Saved data entries:
---+---

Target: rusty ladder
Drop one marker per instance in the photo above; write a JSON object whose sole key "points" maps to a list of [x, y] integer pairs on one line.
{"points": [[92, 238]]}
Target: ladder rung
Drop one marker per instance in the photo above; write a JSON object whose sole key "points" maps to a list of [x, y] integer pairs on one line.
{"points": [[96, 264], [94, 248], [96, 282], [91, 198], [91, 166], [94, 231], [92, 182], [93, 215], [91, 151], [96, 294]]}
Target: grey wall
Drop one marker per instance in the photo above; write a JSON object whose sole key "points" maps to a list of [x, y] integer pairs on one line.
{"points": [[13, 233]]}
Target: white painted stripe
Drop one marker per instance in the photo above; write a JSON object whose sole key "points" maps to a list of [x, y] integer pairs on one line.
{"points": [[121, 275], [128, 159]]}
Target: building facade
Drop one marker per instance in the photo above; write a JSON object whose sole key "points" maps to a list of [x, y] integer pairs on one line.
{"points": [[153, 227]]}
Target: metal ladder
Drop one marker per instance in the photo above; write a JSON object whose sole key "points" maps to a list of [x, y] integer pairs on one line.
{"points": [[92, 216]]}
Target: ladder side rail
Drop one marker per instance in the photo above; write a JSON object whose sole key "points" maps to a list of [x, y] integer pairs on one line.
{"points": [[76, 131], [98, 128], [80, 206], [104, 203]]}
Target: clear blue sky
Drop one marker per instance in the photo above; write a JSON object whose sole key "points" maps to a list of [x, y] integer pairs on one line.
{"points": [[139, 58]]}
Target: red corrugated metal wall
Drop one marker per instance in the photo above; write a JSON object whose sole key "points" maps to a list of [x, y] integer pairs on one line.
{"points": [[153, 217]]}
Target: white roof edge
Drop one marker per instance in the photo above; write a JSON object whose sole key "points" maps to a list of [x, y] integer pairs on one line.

---+---

=== What needs to be done ===
Among the entries above, count the lines that contain the word "Target" and give the number by itself.

=== Result of the exercise ===
10